== DATA PROVIDED ==

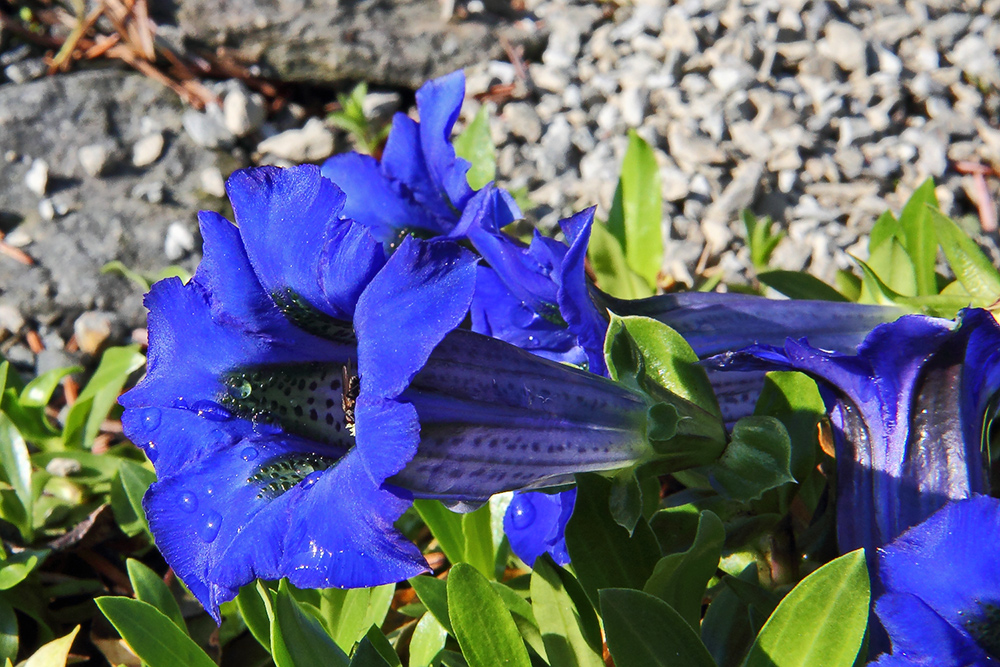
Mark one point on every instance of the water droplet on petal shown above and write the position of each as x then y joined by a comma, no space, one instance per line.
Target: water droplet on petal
522,512
211,411
189,501
209,529
311,479
241,390
151,418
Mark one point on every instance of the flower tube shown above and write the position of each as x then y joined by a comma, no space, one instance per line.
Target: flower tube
304,386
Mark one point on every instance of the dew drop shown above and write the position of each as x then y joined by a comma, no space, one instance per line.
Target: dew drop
151,418
522,512
209,529
211,411
189,501
241,390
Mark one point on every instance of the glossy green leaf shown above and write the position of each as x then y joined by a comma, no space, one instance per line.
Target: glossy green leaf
821,622
127,491
56,652
602,552
38,392
8,631
149,587
919,237
636,224
562,620
17,469
614,276
972,268
477,538
297,638
374,651
429,637
797,285
349,613
757,459
18,565
83,421
483,625
793,398
644,631
445,526
475,144
680,579
254,612
434,594
153,636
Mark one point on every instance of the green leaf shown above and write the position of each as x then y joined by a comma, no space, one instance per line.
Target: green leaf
375,651
614,276
797,285
793,398
153,636
562,619
297,638
920,239
760,240
254,612
38,392
644,631
349,613
476,145
83,421
8,631
477,534
638,230
756,460
150,588
429,637
18,565
56,652
603,553
821,622
434,594
127,490
893,267
680,579
483,626
445,526
972,268
17,470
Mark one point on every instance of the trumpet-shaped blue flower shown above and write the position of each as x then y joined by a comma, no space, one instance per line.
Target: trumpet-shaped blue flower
908,412
941,605
304,386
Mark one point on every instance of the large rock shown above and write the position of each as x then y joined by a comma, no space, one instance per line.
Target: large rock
86,221
386,42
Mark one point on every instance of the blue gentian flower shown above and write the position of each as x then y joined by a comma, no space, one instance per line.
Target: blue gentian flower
305,385
941,605
908,412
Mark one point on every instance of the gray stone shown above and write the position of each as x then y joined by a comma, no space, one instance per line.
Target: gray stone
311,143
243,111
147,150
208,128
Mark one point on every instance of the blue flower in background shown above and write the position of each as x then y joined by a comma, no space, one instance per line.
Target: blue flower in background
908,412
535,523
941,605
277,456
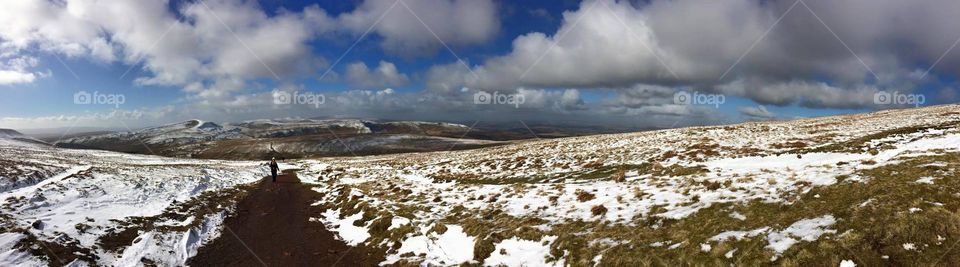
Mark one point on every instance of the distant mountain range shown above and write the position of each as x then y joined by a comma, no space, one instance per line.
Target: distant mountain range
262,139
15,135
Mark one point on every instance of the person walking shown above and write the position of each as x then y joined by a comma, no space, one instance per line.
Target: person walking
274,168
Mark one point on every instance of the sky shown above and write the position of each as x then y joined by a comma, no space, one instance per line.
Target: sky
644,64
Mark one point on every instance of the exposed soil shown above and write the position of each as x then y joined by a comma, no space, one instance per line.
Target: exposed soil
272,228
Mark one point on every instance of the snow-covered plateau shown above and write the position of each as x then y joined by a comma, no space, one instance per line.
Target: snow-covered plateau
868,189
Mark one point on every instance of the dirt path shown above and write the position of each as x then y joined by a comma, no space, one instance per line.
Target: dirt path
273,224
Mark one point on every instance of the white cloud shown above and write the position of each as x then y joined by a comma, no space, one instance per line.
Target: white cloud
618,44
15,77
455,22
385,75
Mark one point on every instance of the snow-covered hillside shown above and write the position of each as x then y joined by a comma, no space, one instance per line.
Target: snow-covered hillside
871,189
107,208
877,189
263,139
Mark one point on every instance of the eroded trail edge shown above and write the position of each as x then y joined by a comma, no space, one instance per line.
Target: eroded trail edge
272,227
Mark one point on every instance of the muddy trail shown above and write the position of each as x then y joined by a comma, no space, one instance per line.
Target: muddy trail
272,228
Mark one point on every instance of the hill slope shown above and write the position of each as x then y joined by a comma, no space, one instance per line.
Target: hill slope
872,189
875,189
263,139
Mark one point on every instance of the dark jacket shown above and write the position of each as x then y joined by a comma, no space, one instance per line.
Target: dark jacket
274,167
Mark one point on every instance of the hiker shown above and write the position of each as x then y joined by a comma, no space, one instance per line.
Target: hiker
274,168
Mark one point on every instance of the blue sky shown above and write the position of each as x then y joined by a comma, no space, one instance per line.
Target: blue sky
590,62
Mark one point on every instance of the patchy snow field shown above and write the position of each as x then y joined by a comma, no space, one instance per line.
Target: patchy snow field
705,195
66,202
865,190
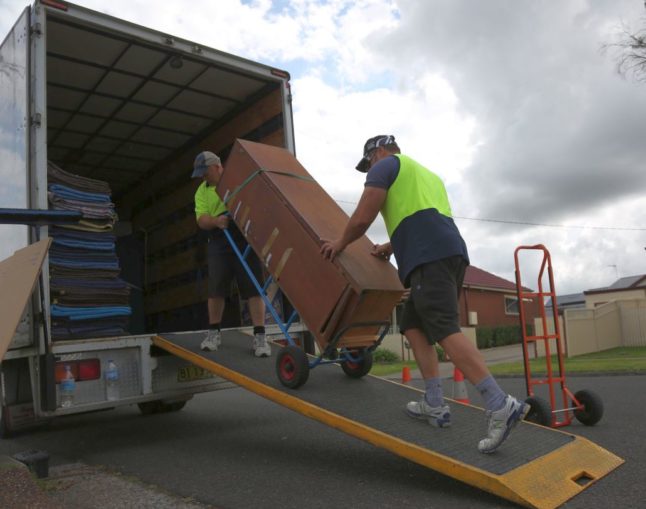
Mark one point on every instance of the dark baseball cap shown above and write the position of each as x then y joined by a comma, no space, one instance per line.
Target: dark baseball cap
380,140
202,163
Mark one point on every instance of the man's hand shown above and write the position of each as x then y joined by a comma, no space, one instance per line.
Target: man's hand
222,222
331,248
382,251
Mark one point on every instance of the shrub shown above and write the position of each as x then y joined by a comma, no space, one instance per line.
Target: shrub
489,337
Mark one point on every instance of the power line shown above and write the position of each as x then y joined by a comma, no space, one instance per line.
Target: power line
579,227
528,223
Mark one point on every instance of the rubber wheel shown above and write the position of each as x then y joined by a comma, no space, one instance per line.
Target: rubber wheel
360,368
292,367
540,411
592,410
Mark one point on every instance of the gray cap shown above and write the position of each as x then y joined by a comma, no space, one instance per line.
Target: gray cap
202,163
380,140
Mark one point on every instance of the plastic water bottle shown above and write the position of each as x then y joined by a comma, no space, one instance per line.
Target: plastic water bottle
68,386
112,382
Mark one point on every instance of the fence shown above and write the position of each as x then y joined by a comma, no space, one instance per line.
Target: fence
611,325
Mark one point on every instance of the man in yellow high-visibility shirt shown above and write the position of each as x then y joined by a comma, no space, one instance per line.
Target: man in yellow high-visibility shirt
431,258
223,263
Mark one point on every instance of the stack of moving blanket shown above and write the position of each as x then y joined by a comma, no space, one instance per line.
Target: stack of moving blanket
88,298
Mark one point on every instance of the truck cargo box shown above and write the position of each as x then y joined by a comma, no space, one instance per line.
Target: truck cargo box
285,215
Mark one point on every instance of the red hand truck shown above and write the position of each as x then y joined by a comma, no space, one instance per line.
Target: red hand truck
586,406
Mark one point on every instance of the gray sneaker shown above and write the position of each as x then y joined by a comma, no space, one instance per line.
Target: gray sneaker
212,341
439,416
501,422
260,346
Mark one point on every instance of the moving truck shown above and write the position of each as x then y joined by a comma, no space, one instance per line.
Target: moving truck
103,98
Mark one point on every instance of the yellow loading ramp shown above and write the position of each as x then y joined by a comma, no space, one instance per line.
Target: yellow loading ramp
536,467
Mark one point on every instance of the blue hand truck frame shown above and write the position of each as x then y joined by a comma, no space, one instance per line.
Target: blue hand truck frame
292,363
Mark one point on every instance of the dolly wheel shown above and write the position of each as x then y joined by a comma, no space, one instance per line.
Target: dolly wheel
357,369
540,411
592,410
292,367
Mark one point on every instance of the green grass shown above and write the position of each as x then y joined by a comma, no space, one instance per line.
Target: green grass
616,360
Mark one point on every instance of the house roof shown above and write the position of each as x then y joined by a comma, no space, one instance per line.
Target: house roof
624,283
569,300
475,276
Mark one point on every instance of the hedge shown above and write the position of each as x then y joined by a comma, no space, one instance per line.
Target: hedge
488,337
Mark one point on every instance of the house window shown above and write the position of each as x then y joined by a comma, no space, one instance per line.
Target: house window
511,305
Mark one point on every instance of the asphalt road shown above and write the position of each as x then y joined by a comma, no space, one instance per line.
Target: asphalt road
233,449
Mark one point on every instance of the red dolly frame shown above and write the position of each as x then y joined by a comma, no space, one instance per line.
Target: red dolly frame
585,405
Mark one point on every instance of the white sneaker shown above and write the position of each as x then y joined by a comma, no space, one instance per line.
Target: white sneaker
501,422
212,341
439,416
260,346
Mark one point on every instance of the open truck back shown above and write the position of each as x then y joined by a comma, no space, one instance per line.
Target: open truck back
110,100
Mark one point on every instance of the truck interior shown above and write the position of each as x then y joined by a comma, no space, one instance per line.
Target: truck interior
135,113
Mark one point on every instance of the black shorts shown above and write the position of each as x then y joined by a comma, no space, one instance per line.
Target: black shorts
433,302
223,266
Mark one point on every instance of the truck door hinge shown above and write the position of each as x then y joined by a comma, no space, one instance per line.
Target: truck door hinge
36,30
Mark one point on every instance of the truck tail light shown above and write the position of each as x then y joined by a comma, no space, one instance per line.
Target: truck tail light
89,369
86,369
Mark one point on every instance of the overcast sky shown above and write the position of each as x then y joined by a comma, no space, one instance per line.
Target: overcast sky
513,103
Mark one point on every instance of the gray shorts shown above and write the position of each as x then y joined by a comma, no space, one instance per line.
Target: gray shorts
223,267
433,302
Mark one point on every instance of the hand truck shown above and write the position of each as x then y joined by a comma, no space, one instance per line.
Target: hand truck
292,363
585,405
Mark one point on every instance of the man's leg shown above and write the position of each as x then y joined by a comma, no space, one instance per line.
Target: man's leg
257,311
213,336
256,304
503,410
216,308
219,282
466,357
431,407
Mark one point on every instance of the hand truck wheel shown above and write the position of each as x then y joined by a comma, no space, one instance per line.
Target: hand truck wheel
292,367
358,368
540,411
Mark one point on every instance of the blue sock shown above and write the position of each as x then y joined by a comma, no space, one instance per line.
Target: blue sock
492,394
434,395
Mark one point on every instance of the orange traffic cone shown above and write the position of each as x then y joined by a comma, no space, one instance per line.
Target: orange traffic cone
459,387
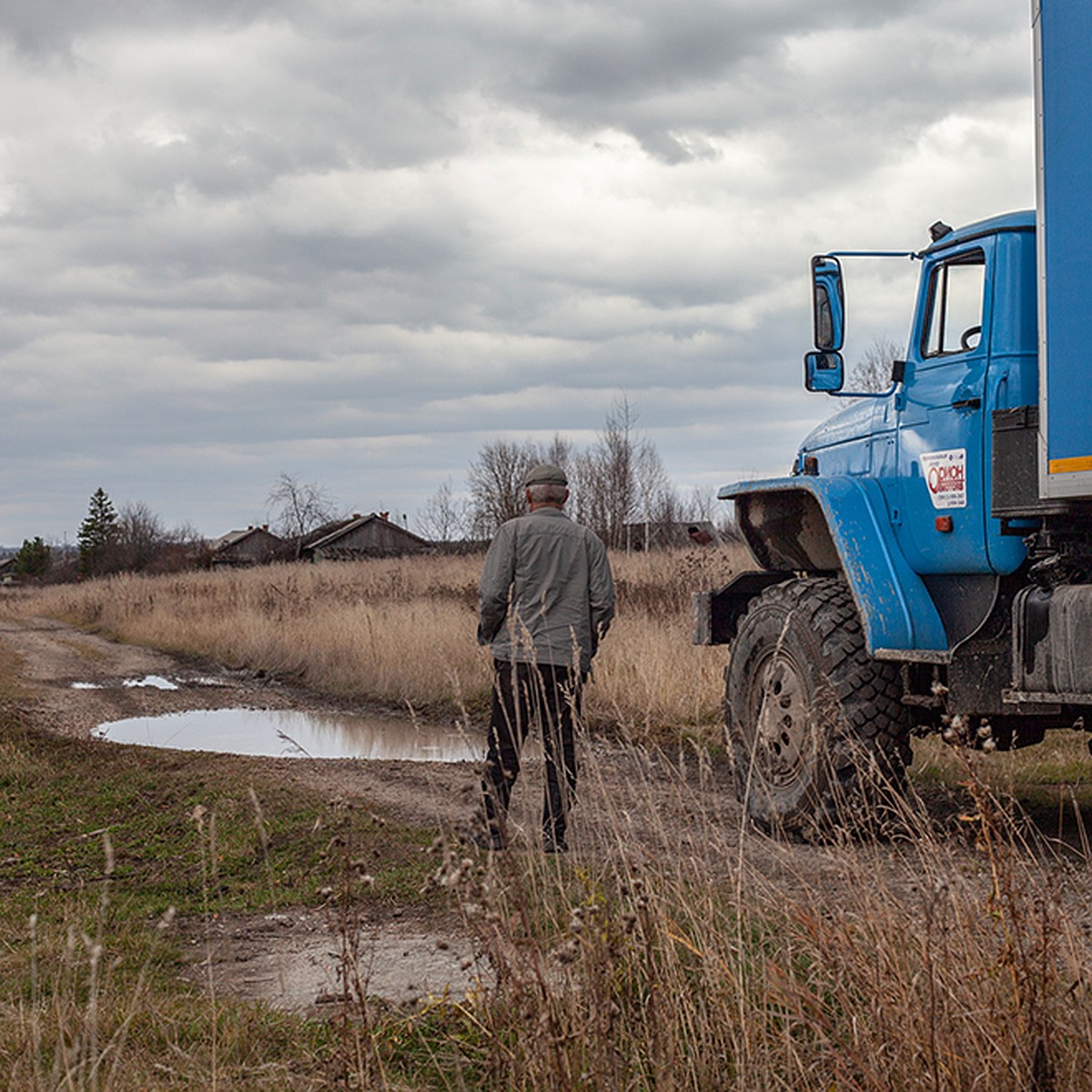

===

_TASK OBJECTIVE_. Revise the lines from the one containing "Mark one point on every instance of the orange" through the end of the records, putting "safety cone" in place of "traffic cone" and leaving everything else unchanged. Leave the pictures out of your answer.

_RESPONSE TO THE TASK_.
Mark one point on every instance of the orange safety cone shown above and write the position of each as x then y joined by a comma, no space, one instance per line.
Target: orange safety cone
459,387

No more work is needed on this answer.